Work to complete »
**a)** In the Pentecost letter below, how long does it say the scene of the first Christian Pentecost lasted?
**b)** Please list every saint that the Pentecost letter below names as a spiritual tongue of fire.
— start Source —
And there appeared to them parted tongues as if were of fire, and it sat upon every one of them: and they were all filled with the Holy Spirit (Acts 2).

Dear Brothers and Sisters in Christ,
My very Dear Sons,

The scene of the first Christian Pentecost, as described in the Book of Acts, only lasted for a few minutes—perhaps an hour. The historic event was limited in time and space. But the mystery contained in this supernatural occurrence cascades down through the ages and ever renews the Church and the face of the earth.

Over the centuries spiritual tongues of fire have appeared at regular intervals. Our Blessed Father Saint Benedict was one such spiritual tongue of fire. Saint Francis was such a flame, as were Saint Dominic and Saint Ignatius of Loyola. Saint Claire was a beautiful tongue of fiery spirit, as were, indeed, Saint Catherine of Siena and Saint Teresa of Avila. These are just a few names of very popular Saints. There are legions of others. The Saints have spoken and continue to speak in our day the wonderful works of God, and their words are fire, not of the destructive sort, but of a kind that gives life. It is a fire that purifies in order to produce fruits of sanctity.
— end Source —
— start Data provided —
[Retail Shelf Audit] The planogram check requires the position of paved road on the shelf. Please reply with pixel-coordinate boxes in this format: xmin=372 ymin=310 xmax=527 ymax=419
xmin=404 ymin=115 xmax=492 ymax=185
— end Data provided —
Task-by-task solutions »
**a)** Only a few minutes, perhaps an hour.

**b)** Saint Benedict, Saint Francis, Saint Dominic, Saint Ignatius of Loyola, Saint Claire, Saint Catherine of Siena, Saint Teresa of Avila